* What you should do *
From the news report below on custody deaths in Kashmir, list every number of people it gives, and say what each number counts.

++++ Reading text

Tuesday, February 26, 2008

Indian police reveal Kashmiri custody death toll

James Orr and agencies
guardian.co.uk, Wednesday February 20 2008

A Kashmiri boy walks in a graveyard in Srinagar, India

A Kashmiri boy walks in a graveyard in Srinagar, India. Photograph: Mukhtar Khan/AP

More than 330 people have died while in police custody in Indian-controlled Kashmir over the past 18 years, official figures revealed today.

A police investigation found a further 111 people had disappeared from cells with no further information on what had happened to them.

Human rights groups believe government forces could be behind far more disappearances, claiming up to 10,000 people have gone missing since 1989.

India has an estimated 700,000 soldiers stationed in the disputed Himalayan region in an effort to combat groups fighting for independence.

The Jammu-Kashmir Coalition of Civil Society said today the police figures were likely to be the tip of the iceberg.

The group said 178 Kashmiris had died in police custody in the past five years alone. A further 239 had disappeared after being taken by government forces.

Pervez Imroz, a spokesman for the coalition, said: "It's anybody's guess how brutal security apparatus with a sweeping policy of catch and kill would have been in early 90s."

++++++++
++++ Entries provided

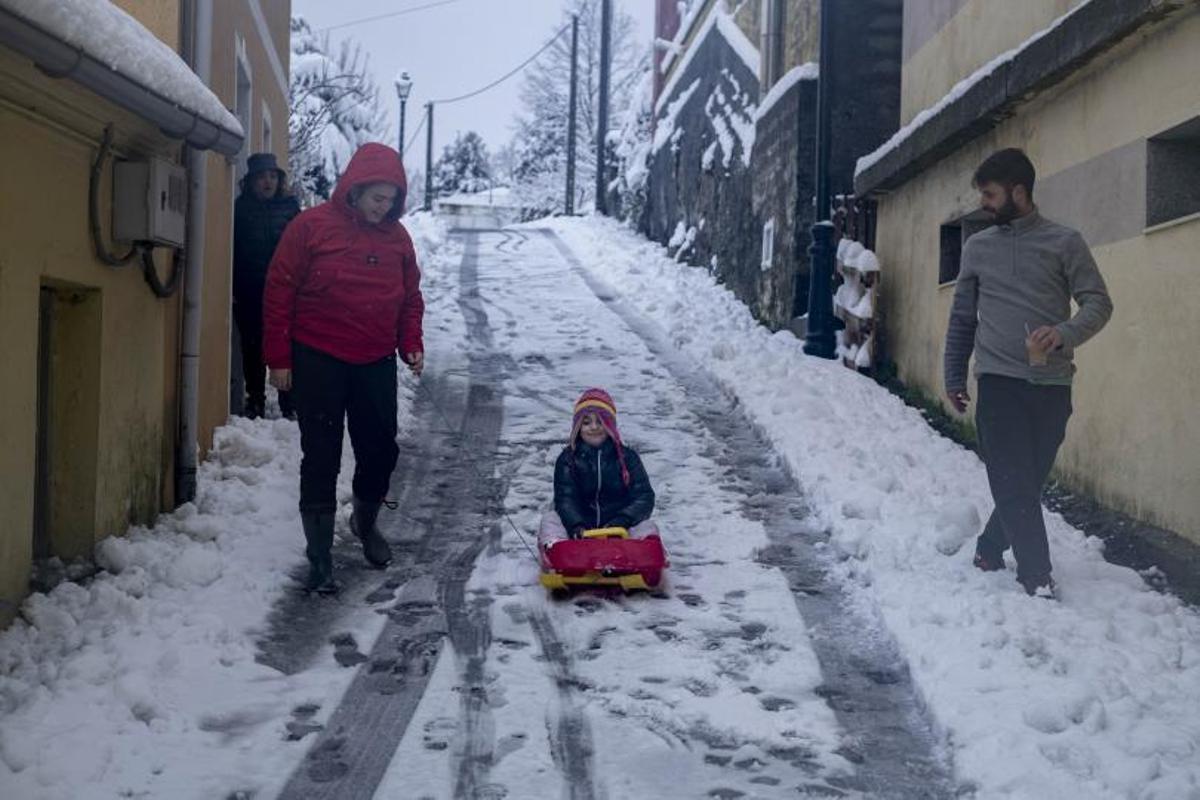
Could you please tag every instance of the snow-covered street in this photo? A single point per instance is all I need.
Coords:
(822, 632)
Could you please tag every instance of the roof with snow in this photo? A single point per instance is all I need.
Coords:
(990, 95)
(501, 197)
(111, 53)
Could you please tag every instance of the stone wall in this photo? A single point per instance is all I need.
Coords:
(718, 202)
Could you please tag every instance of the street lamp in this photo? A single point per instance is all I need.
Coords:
(819, 338)
(403, 86)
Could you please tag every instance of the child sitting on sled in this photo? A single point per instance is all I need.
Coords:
(599, 481)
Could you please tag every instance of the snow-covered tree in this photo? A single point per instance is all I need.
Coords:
(539, 162)
(463, 166)
(334, 108)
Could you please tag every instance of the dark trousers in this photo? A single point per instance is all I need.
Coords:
(1020, 428)
(247, 314)
(327, 391)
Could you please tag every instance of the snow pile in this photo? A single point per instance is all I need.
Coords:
(1093, 696)
(665, 130)
(634, 139)
(957, 91)
(143, 681)
(682, 239)
(113, 37)
(852, 254)
(732, 118)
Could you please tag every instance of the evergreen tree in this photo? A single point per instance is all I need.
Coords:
(539, 149)
(334, 108)
(463, 166)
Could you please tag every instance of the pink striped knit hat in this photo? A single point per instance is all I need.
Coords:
(599, 402)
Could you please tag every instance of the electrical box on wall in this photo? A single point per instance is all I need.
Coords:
(149, 202)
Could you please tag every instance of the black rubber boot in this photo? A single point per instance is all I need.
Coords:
(318, 531)
(287, 408)
(363, 523)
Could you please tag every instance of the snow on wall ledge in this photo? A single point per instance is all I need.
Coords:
(809, 71)
(718, 18)
(113, 37)
(955, 92)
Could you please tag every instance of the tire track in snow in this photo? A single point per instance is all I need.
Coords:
(450, 499)
(868, 684)
(570, 734)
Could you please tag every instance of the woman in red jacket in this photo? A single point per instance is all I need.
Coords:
(342, 298)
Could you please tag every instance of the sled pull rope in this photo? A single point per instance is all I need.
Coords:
(433, 402)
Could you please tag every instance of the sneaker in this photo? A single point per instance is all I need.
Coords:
(988, 564)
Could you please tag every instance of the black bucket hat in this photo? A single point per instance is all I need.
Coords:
(262, 162)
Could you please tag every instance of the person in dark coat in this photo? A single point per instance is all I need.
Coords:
(342, 298)
(599, 481)
(263, 209)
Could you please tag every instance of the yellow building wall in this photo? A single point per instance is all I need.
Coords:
(234, 22)
(1132, 438)
(115, 353)
(109, 356)
(975, 35)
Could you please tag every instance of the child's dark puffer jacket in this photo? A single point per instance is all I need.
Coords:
(589, 491)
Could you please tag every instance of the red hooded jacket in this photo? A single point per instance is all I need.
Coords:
(341, 284)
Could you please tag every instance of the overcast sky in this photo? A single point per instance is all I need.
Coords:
(453, 49)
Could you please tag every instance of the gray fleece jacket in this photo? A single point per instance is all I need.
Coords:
(1017, 277)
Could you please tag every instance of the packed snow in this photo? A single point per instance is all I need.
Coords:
(143, 681)
(1093, 696)
(103, 31)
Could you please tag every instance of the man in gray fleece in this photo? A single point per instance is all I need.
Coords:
(1012, 306)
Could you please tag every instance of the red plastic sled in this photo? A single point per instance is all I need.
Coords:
(604, 557)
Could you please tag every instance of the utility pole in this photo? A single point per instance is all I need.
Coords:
(403, 86)
(603, 116)
(429, 156)
(819, 338)
(569, 205)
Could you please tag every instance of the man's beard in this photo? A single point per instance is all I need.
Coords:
(1005, 214)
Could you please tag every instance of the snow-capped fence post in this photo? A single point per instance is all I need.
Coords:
(569, 204)
(429, 156)
(603, 113)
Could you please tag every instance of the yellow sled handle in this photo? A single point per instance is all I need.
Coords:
(606, 533)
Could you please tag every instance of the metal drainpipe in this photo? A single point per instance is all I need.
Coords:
(186, 445)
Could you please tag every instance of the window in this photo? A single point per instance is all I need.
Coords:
(243, 101)
(768, 244)
(773, 22)
(267, 131)
(954, 235)
(1173, 174)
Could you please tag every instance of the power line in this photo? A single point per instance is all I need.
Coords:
(388, 16)
(415, 133)
(510, 73)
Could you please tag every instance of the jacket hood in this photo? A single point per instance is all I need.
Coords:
(372, 163)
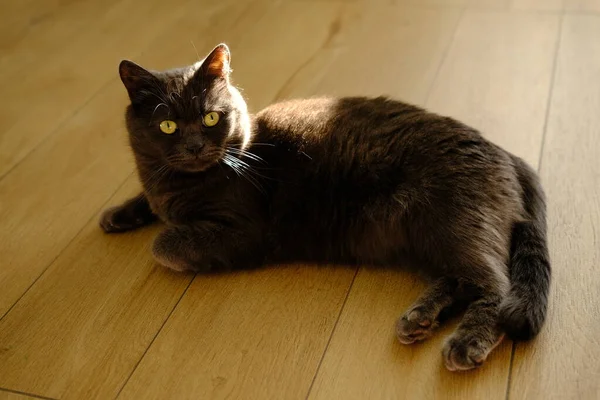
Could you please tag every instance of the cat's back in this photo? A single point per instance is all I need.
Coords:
(372, 132)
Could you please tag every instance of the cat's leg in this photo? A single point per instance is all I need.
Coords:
(478, 332)
(205, 247)
(421, 318)
(130, 215)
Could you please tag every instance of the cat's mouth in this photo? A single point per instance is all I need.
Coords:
(197, 163)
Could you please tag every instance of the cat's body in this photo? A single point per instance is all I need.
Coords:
(347, 181)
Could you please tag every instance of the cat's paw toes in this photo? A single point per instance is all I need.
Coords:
(414, 326)
(116, 220)
(464, 351)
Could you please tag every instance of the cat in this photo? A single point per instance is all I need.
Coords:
(357, 181)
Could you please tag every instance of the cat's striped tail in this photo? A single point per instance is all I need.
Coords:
(523, 312)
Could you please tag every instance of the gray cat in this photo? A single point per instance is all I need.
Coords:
(354, 181)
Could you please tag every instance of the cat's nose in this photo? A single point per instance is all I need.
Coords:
(194, 148)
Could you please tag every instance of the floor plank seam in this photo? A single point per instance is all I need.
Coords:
(155, 336)
(539, 168)
(65, 247)
(58, 127)
(551, 92)
(332, 333)
(444, 56)
(37, 396)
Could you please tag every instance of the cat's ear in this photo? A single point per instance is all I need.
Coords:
(135, 78)
(216, 64)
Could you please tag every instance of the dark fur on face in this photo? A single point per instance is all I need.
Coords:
(348, 181)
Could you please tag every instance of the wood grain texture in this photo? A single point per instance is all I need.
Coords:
(564, 362)
(256, 335)
(497, 82)
(81, 329)
(66, 77)
(84, 325)
(479, 81)
(5, 395)
(388, 53)
(519, 5)
(582, 5)
(48, 204)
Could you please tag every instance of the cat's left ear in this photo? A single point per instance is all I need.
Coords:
(217, 63)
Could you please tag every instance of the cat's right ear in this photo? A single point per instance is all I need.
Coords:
(135, 79)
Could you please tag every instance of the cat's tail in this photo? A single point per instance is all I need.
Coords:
(523, 312)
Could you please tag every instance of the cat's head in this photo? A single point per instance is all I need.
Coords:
(185, 118)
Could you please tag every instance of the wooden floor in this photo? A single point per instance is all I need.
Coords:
(86, 315)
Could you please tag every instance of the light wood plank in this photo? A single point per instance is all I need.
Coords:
(235, 356)
(583, 5)
(5, 395)
(497, 77)
(527, 5)
(33, 22)
(47, 204)
(390, 53)
(85, 323)
(473, 81)
(253, 335)
(564, 362)
(83, 327)
(74, 73)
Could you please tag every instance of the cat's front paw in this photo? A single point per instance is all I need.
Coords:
(120, 219)
(464, 351)
(415, 326)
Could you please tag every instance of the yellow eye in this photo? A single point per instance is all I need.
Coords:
(168, 127)
(211, 119)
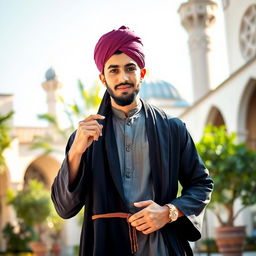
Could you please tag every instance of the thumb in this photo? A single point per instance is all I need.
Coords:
(143, 203)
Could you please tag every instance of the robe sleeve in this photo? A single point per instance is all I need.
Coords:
(68, 199)
(197, 186)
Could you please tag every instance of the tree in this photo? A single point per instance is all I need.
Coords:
(5, 137)
(78, 110)
(233, 169)
(32, 205)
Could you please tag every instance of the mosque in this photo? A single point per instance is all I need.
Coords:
(232, 102)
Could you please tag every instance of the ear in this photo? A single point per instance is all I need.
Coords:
(143, 72)
(102, 79)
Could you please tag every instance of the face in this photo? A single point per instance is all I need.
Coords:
(122, 77)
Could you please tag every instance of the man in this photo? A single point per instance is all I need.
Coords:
(124, 163)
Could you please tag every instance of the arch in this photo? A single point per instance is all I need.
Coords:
(215, 117)
(4, 209)
(246, 121)
(44, 169)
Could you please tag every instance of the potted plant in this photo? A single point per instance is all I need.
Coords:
(18, 238)
(232, 166)
(32, 206)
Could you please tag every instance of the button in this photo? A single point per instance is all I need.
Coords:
(128, 175)
(128, 148)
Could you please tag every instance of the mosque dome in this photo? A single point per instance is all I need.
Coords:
(50, 74)
(161, 90)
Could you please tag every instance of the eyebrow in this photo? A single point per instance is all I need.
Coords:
(117, 66)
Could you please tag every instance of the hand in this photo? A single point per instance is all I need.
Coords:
(88, 131)
(151, 218)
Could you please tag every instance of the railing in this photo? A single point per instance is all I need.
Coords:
(26, 134)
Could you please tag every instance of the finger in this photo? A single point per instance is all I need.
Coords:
(136, 216)
(95, 117)
(143, 203)
(148, 231)
(92, 133)
(92, 127)
(138, 222)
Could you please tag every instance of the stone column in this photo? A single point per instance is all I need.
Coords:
(52, 86)
(197, 16)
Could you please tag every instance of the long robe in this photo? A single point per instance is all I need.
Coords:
(98, 187)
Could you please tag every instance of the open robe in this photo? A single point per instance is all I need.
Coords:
(98, 186)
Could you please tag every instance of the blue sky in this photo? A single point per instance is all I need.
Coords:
(36, 35)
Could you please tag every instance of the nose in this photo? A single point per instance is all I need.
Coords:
(123, 76)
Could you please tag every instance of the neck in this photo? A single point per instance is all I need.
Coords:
(127, 108)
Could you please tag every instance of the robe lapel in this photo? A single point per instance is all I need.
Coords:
(158, 138)
(112, 156)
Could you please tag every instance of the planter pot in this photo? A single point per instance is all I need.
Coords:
(56, 249)
(230, 240)
(39, 248)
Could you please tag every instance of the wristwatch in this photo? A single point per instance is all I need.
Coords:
(173, 212)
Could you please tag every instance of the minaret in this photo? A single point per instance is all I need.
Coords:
(51, 86)
(197, 16)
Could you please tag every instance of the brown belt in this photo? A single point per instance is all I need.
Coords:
(132, 230)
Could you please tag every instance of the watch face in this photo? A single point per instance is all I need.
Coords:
(174, 214)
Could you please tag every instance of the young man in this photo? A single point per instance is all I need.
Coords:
(124, 163)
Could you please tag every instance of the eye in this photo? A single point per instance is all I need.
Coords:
(113, 71)
(131, 69)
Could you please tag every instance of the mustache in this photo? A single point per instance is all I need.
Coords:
(131, 84)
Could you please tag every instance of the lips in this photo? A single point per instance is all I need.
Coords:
(123, 87)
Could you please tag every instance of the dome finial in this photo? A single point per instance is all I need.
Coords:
(50, 74)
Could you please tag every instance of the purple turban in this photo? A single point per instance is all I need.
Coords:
(122, 39)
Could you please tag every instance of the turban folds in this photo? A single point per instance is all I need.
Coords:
(122, 39)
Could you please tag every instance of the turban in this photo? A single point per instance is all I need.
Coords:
(122, 39)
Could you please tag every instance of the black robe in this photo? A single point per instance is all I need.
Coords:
(98, 187)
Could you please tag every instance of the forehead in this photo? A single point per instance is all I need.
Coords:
(119, 60)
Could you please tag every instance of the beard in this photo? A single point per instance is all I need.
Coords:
(126, 98)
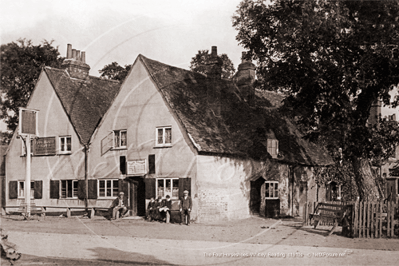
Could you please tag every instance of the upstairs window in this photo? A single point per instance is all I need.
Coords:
(120, 139)
(21, 189)
(271, 189)
(167, 186)
(272, 147)
(65, 144)
(164, 136)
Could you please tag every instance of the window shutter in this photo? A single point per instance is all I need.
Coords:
(122, 164)
(54, 189)
(13, 189)
(124, 187)
(149, 187)
(92, 189)
(151, 164)
(38, 185)
(184, 184)
(81, 189)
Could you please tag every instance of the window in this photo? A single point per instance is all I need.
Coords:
(271, 189)
(272, 147)
(23, 148)
(167, 186)
(108, 188)
(69, 189)
(21, 189)
(119, 139)
(164, 136)
(65, 144)
(151, 164)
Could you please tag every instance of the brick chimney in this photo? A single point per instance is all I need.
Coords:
(214, 74)
(75, 63)
(214, 65)
(244, 79)
(375, 112)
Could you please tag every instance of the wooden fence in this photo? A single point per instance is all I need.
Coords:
(366, 219)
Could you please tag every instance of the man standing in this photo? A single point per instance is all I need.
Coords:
(118, 205)
(185, 208)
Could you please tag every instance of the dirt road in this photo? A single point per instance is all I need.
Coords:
(253, 241)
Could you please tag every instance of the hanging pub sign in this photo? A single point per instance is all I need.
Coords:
(137, 167)
(44, 146)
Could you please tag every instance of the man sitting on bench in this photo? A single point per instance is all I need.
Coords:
(118, 205)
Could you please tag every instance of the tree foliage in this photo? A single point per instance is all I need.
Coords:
(114, 71)
(334, 59)
(21, 63)
(199, 64)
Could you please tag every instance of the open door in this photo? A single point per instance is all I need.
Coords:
(272, 208)
(255, 196)
(137, 196)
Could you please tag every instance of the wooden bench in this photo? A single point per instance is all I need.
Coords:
(329, 212)
(69, 209)
(22, 209)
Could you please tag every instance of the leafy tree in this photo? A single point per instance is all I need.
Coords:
(114, 71)
(21, 63)
(199, 64)
(334, 59)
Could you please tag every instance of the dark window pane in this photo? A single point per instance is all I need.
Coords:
(109, 188)
(168, 135)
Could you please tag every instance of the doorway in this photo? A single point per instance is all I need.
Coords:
(137, 195)
(255, 196)
(272, 209)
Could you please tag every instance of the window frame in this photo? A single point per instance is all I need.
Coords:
(119, 133)
(171, 187)
(163, 144)
(105, 188)
(66, 189)
(273, 150)
(32, 190)
(273, 189)
(66, 137)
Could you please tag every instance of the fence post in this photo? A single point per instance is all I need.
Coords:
(355, 219)
(392, 214)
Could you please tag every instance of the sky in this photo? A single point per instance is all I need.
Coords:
(169, 31)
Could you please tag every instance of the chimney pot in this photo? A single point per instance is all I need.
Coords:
(69, 51)
(214, 52)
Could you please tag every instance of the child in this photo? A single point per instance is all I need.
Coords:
(167, 205)
(151, 210)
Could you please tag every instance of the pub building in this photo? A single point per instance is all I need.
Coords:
(163, 130)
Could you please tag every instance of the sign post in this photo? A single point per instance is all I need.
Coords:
(28, 128)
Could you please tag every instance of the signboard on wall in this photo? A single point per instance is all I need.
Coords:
(137, 167)
(44, 146)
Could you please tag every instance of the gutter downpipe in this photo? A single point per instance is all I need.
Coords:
(86, 151)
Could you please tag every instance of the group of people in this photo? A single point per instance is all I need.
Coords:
(159, 210)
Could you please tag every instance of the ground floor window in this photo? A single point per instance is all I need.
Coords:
(21, 189)
(167, 186)
(271, 189)
(108, 188)
(69, 189)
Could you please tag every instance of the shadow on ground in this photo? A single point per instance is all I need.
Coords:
(105, 256)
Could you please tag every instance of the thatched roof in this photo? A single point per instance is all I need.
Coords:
(84, 101)
(239, 129)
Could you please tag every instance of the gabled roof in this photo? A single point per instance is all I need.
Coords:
(240, 130)
(84, 101)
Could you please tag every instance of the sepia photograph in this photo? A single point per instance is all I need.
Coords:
(208, 132)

++++++++

* Task answer *
- More than 330: people who died in police custody in Indian-controlled Kashmir over the past 18 years
- 111: people who disappeared from cells with no further information on what happened to them
- Up to 10,000: people who, human rights groups claim, have gone missing since 1989
- An estimated 700,000: Indian soldiers stationed in the region
- 178: Kashmiris who died in police custody in the past five years, according to the coalition
- 239: people who disappeared after being taken by government forces, according to the coalition